Il jihad fa parte del DNA afghano?
Il jihad è un elemento forte, sul piano ideologico e motivazionale, che alimenta una conflittualità che ha ragioni di tipo prevalentemente politico, economico e strategico. Sul piano politico gli Stati Uniti hanno sempre usato l’Afghanistan per gestire i propri equilibri di politica domestica, con continue revisioni delle strategie in concomitanza con gli appuntamenti elettorali. Sul piano economico i talebani hanno saputo trarre grande vantaggio dall’economia di guerra, in gran parte basata sulla droga, che è causa e conseguenza della guerra stessa. Sul piano strategico per gli Stati Uniti la presenza in Afghanistan è una necessaria garanzia in un’ottica di contenimento cinese, ma anche di vantaggio su Iran, repubbliche centro-asiatiche, Pakistan e India.
--*--
▶ _Consegna 1_
Traduci in inglese questa frase del brano sull'Afghanistan: «Sul piano economico i talebani hanno saputo trarre grande vantaggio dall’economia di guerra, in gran parte basata sulla droga, che è causa e conseguenza della guerra stessa.»
▶ _Consegna 2_
Prosegui il brano sul jihad in Afghanistan a partire dalla sua ultima frase.
Il materiale non ha alcun legame con il brano.
--*--
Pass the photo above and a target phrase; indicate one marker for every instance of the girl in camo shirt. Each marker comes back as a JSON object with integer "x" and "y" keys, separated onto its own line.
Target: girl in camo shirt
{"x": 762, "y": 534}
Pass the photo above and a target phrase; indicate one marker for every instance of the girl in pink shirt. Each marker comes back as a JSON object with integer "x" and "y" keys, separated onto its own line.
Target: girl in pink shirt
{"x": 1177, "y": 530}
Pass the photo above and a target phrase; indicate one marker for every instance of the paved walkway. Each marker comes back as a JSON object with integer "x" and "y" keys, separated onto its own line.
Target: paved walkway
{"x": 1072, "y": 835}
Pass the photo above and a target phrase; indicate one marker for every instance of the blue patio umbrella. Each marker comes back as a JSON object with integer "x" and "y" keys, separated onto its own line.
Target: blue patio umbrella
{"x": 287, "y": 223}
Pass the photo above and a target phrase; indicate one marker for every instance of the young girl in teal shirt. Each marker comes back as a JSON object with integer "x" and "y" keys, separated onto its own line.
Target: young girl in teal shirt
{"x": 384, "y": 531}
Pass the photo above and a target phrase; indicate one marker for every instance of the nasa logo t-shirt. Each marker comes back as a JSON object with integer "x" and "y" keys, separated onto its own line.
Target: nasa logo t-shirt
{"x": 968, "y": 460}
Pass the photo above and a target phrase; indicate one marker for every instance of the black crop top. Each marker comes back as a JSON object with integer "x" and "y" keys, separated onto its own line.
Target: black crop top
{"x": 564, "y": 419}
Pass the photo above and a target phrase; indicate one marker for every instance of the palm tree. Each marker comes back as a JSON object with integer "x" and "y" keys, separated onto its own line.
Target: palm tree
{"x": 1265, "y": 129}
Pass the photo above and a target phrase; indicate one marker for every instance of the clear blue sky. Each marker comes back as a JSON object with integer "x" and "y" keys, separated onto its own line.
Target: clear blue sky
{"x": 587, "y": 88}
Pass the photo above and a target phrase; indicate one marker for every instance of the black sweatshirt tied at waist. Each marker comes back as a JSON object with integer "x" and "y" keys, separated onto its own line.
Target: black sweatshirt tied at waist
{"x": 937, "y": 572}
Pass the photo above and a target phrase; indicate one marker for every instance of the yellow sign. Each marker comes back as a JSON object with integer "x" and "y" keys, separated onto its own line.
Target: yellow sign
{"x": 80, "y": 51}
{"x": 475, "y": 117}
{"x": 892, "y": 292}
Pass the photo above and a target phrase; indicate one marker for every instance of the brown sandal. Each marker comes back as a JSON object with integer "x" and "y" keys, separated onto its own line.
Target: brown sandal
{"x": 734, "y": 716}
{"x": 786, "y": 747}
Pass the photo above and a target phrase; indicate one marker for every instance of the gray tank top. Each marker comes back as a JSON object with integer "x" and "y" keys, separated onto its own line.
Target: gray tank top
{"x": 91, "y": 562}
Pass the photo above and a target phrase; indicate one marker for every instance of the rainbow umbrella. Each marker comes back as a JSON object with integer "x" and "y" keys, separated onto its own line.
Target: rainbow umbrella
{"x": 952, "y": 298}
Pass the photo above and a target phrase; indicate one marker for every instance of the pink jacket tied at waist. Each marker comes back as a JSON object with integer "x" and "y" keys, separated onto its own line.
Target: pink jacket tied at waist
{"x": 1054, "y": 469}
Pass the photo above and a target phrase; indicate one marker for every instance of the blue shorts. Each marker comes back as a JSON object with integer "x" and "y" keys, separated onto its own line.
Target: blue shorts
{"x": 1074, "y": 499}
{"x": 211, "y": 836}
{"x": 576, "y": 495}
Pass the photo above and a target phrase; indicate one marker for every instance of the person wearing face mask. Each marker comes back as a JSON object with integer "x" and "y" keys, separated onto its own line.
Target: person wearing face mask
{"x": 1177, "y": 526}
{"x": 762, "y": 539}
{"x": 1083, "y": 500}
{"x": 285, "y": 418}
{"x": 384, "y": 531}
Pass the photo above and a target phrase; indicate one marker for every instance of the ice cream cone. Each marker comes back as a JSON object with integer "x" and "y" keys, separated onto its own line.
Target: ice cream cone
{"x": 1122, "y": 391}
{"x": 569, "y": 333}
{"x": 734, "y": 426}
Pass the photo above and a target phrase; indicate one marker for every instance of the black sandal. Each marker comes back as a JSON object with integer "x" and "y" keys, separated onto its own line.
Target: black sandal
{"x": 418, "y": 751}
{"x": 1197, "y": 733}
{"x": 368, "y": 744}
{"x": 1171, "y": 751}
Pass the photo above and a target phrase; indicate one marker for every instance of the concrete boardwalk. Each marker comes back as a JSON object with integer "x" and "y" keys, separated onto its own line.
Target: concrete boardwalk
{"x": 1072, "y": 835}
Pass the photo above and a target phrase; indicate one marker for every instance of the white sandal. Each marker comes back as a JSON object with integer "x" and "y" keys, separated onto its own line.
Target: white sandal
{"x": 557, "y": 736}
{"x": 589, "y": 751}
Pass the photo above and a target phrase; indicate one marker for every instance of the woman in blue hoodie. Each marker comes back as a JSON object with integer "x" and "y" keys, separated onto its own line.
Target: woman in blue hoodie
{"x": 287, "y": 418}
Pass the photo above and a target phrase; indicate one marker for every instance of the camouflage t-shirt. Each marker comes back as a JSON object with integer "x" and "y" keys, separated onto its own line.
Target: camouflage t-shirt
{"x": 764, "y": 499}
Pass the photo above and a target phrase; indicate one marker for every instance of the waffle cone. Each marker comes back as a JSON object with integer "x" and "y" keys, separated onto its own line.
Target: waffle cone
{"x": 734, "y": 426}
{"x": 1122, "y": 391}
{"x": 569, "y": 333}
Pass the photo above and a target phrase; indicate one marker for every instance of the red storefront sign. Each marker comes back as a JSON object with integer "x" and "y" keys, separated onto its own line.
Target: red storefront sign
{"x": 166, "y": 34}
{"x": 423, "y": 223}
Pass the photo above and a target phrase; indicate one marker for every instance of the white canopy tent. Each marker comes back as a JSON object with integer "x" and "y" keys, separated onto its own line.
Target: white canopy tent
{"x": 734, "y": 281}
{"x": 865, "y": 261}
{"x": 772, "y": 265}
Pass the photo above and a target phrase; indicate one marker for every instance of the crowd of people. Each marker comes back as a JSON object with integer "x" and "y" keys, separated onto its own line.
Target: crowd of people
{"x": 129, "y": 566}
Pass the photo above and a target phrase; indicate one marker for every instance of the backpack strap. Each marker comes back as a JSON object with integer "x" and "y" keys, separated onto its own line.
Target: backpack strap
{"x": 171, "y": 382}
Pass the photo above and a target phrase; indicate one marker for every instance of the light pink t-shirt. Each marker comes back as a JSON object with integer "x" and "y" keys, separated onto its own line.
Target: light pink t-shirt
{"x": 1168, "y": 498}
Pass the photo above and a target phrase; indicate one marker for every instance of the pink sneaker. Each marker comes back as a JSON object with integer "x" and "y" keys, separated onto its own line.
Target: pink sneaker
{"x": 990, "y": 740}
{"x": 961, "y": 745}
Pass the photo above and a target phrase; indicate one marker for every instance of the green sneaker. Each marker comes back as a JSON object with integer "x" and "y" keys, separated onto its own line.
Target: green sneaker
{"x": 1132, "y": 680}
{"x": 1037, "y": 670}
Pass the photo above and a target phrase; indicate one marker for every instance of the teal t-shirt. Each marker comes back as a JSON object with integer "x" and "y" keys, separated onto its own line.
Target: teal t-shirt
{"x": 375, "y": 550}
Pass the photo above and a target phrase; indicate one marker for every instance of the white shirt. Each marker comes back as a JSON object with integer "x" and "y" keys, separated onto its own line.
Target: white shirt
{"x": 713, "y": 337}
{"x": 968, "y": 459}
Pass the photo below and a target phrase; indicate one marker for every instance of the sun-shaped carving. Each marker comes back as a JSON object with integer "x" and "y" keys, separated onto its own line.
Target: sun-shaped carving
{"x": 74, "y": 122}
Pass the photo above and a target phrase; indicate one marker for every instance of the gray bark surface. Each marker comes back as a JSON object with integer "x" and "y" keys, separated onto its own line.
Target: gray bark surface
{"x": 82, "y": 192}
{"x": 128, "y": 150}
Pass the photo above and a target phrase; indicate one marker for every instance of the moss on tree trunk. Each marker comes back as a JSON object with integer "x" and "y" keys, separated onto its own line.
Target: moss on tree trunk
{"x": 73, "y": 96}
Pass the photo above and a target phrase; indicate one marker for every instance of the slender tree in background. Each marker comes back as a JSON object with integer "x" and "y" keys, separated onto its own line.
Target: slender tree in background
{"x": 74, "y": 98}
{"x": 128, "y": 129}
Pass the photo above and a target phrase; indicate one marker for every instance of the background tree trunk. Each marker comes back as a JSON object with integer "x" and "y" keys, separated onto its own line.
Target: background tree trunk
--*--
▶ _Risposta 1_
On the economic level, the Taliban have been able to draw great advantage from the war economy, largely based on drugs, which is both the cause and the consequence of the war itself.

▶ _Risposta 2_
Il jihad è stato usato su tutti i fronti per giustificare azioni politiche che altrimenti non sarebbero state accettate dalle opinioni pubbliche dei fronti contrapposti. Da una parte la retorica della ‘necessità’, del ‘dovere’ di aderire al jihad per la difesa della propria terra e dei propri valori. Dall’altra parte, non meno retorico, l’approccio occidentale della ‘guerra al terrore’, quell’impegno a contrastare il terrorismo jihadista che ha caratterizzato gli ultimi due decenni e che ancora oggi è di estrema attualità e che riesce a smuovere l’animo delle masse di cittadini pronti a giustificare le scelte di politica interna ed estera dei propri governi in cambio di una promessa di maggiore sicurezza.